Escribo porque es mi forma perfecta de decir “te extraño”, “te quiero” o “quiero verte” sin siquiera pisar las sombras de aquellas palabras.

Escribo porque quiero verme desparramado desangrándome entre los renglones de un cuaderno, felizmente maniatado por cuerdas de tinta gris, aturdido y alerta, incisivo y desconcentrado, furioso y dolorido, encantado y frustrado; totalmente preso de mi, absolutamente libre de mi.

Escribo porque quiero ahora mismo regalarte pedazos de mi cuando me leas: un minúsculo trozo de mi carne, una gota de mi sangre, un jirón de mi piel, envueltos siempre (¡siempre!), simulando un secuestro, entre los ecos del galope de mi corazón.

Escribo porque, así, puedo pensar sin pensar, porque me gusta contar mentiras que jamás lastimarán (verdades mortales).

Escribo por vos, mi plagio oculto. Por tus fantásticos besos, por el sudor que guardas en tu espalda para empapar sólo mis dedos, por las caricias que hoy disfruta mi ausencia, por las risas que todavía no te he oído pero que ya conozco, por el lecho de muerte que resplandece entre tus piernas, por tus estériles ganas de olvidarme, por tu cabello negro que gusta tanto enredarse en mis dedos, por tus ojos amantes de la locura, por la hipnótica y bestial ternura que brota junto con las lágrimas cuando te agrietas y lloras, por tu actitud vacía y cercana en los momentos que debes comprenderme, por tus ruidos morales, por tus ruidos físicos, por tus lunares incómodos, por tus sorpresas y tus obviedades, por el eco de tu respirar que se oye permanentemente dentro de mi corazón (¿qué ignorante te convenció de que son latidos?).

Si alguien me preguntara hoy porqué acabo de escribir ésto que acabas de leer, tan sólo podría contestarle:
"Es que cada tanto me gusta recordar lo que se siente estar vivo...".

domingo, 16 de mayo de 2010

Tiempo

Tiempo,
para volver a armar las estructuras.
Para volver a confiarles tus ropas.

Tiempo,
para lavar, planchar, doblar y guardar los recuerdos.
Y sus secretos.

Tiempo,
para creer en la verdad de las decisiones tomadas.
En su realidad.

Tiempo,
para que las llagas de tu piel desaparezcan.
Para acariciar.

- [Tarea planteada 1]:
Según el texto seleccionado, ¿qué contestaría quien escribe si hoy le preguntaran por qué acaba de escribir lo que se ha leído? Responda en una o dos oraciones.

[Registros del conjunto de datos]

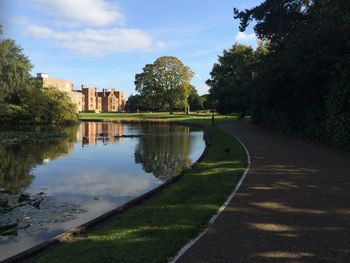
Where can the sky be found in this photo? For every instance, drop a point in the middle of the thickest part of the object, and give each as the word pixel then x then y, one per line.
pixel 104 43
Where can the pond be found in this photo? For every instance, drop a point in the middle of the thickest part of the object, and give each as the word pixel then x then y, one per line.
pixel 54 179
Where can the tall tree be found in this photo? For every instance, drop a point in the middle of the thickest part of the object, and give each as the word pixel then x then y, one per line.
pixel 164 84
pixel 231 80
pixel 195 102
pixel 14 70
pixel 303 79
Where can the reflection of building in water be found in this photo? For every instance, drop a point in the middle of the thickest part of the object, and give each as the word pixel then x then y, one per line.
pixel 165 152
pixel 92 132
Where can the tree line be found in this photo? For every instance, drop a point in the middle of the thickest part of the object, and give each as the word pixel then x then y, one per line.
pixel 165 85
pixel 22 98
pixel 298 79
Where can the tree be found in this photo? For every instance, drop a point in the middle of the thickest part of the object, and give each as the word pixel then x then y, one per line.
pixel 164 84
pixel 135 103
pixel 301 84
pixel 14 70
pixel 195 101
pixel 231 80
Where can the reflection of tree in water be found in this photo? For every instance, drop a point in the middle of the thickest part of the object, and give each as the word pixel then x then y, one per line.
pixel 18 159
pixel 163 150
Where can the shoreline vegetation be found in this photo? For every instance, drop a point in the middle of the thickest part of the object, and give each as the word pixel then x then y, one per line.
pixel 156 230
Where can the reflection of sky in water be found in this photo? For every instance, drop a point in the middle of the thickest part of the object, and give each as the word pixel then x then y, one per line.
pixel 102 174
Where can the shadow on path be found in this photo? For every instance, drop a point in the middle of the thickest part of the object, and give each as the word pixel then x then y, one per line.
pixel 294 205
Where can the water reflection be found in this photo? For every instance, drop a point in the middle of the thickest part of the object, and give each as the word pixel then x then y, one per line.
pixel 49 185
pixel 106 132
pixel 19 159
pixel 163 155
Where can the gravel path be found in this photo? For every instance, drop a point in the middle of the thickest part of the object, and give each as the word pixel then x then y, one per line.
pixel 294 205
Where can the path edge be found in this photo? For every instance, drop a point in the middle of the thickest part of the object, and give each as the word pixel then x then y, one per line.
pixel 186 247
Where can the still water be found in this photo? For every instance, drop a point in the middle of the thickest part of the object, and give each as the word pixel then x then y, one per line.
pixel 51 185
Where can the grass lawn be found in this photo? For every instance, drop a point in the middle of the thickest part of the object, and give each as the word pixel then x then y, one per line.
pixel 157 229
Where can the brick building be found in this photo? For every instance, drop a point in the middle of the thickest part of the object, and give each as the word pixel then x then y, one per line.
pixel 65 86
pixel 87 99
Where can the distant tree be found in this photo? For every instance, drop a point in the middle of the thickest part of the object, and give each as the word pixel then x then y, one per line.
pixel 231 80
pixel 135 103
pixel 14 70
pixel 195 101
pixel 164 84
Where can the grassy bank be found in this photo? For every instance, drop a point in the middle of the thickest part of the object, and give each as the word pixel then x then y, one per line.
pixel 157 229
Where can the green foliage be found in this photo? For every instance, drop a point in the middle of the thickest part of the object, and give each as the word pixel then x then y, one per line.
pixel 135 103
pixel 22 99
pixel 156 230
pixel 164 84
pixel 14 70
pixel 301 80
pixel 48 105
pixel 195 102
pixel 231 80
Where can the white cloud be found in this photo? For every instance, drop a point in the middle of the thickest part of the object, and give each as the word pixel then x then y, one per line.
pixel 97 42
pixel 244 38
pixel 82 12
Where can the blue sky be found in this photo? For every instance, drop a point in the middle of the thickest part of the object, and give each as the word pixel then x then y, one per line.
pixel 103 43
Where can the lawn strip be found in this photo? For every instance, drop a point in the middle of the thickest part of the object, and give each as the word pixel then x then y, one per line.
pixel 156 230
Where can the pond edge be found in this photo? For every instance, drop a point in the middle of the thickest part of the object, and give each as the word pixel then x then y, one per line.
pixel 30 254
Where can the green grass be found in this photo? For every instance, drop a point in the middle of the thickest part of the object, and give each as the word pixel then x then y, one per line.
pixel 157 229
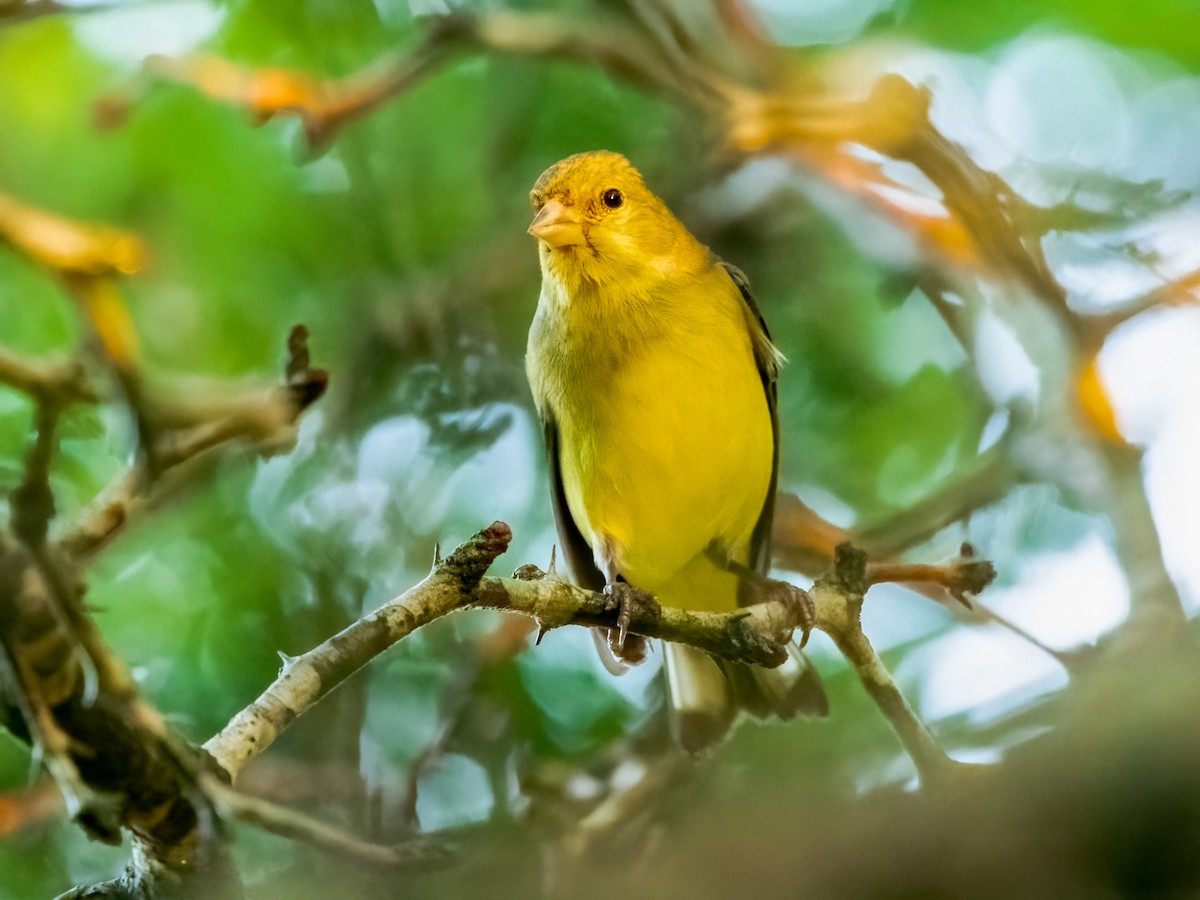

- [Tarea planteada 2]:
Reproduzca sin alteraciones el tramo de las filas que se abre con la línea que contiene "Where can the tall" y se cierra con la línea que contiene "pixel 102 174", ambas incluidas.

- [Respuesta correcta 1]:
Contestaría que cada tanto le gusta recordar lo que se siente estar vivo.

- [Respuesta correcta 2]:
Where can the tall tree be found in this photo? For every instance, drop a point in the middle of the thickest part of the object, and give each as the word pixel then x then y, one per line.
pixel 164 84
pixel 231 80
pixel 195 102
pixel 14 70
pixel 303 79
Where can the reflection of building in water be found in this photo? For every instance, drop a point in the middle of the thickest part of the object, and give each as the word pixel then x then y, one per line.
pixel 165 152
pixel 92 132
Where can the tree line be found in this photo? For every instance, drop a point in the middle of the thickest part of the object, and give each as the word pixel then x then y, one per line.
pixel 165 85
pixel 22 98
pixel 298 79
Where can the tree be found in this photo? For every instance, drop a point in the middle of the thickest part of the object, and give each as the word pixel then x then y, one per line.
pixel 164 84
pixel 135 103
pixel 301 84
pixel 14 70
pixel 195 101
pixel 231 80
Where can the reflection of tree in water be found in this photo? For every instance, drop a point in the middle of the thickest part of the object, and give each as the word pixel then x then y, one per line.
pixel 18 159
pixel 163 150
Where can the shoreline vegetation be found in this photo? For every instance, drop a point in the middle of the thickest part of the object, and give each as the word pixel then x then y, one per line.
pixel 156 230
Where can the reflection of sky in water be found in this photo? For every instance, drop a point in the middle of the thickest part of the object, and give each as the word pixel then x then y, one per line.
pixel 102 174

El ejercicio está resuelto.